▶ _WRITTEN INSTRUCTION_:
Copy each of the following lines word for word, without altering anything.

#### SUPPLIED RECORDS ####

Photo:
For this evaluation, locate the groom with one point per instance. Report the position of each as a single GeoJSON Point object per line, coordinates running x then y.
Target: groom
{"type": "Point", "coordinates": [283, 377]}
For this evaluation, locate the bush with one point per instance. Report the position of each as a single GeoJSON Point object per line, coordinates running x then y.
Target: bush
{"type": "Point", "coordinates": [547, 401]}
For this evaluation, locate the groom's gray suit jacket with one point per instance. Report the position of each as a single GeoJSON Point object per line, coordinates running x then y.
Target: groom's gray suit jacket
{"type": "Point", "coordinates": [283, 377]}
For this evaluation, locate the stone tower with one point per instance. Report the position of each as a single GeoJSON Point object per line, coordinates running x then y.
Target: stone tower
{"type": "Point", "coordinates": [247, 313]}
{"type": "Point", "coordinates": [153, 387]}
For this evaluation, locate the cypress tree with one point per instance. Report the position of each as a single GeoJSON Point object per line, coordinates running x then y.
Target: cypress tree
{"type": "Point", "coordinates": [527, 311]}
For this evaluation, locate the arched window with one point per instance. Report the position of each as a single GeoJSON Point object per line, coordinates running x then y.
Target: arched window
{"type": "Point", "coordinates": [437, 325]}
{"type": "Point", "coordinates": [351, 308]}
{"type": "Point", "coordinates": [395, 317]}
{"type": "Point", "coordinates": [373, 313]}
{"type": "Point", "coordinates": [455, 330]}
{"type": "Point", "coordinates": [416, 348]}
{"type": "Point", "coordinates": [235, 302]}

####

▶ _PROBLEM SOLUTION_:
Photo:
For this evaluation, locate the groom with one point per instance. Report the position of each as a single GeoJSON Point object per line, coordinates running x then y.
Target: groom
{"type": "Point", "coordinates": [283, 377]}
For this evaluation, locate the bush with one point per instance. Report the position of each as a single GeoJSON Point object per line, coordinates running x then y.
Target: bush
{"type": "Point", "coordinates": [547, 401]}
For this evaluation, locate the groom's gray suit jacket with one point per instance. Report the position of each as a single GeoJSON Point object per line, coordinates running x then y.
Target: groom's gray suit jacket
{"type": "Point", "coordinates": [283, 377]}
For this evaluation, locate the stone tower with one point per instance. Report the position of each as a single GeoJSON Point object per line, coordinates running x then y.
Target: stone tower
{"type": "Point", "coordinates": [247, 313]}
{"type": "Point", "coordinates": [153, 387]}
For this evaluation, locate the cypress tree with one point per instance. Report the position of each as a single GeoJSON Point object per line, coordinates running x then y.
Target: cypress tree
{"type": "Point", "coordinates": [527, 311]}
For this evaluation, locate the arched window with one point per instance. Report the position of each as a single GeoJSON Point object per line, coordinates running x then y.
Target: arched window
{"type": "Point", "coordinates": [437, 325]}
{"type": "Point", "coordinates": [351, 308]}
{"type": "Point", "coordinates": [395, 317]}
{"type": "Point", "coordinates": [373, 313]}
{"type": "Point", "coordinates": [455, 330]}
{"type": "Point", "coordinates": [416, 348]}
{"type": "Point", "coordinates": [235, 302]}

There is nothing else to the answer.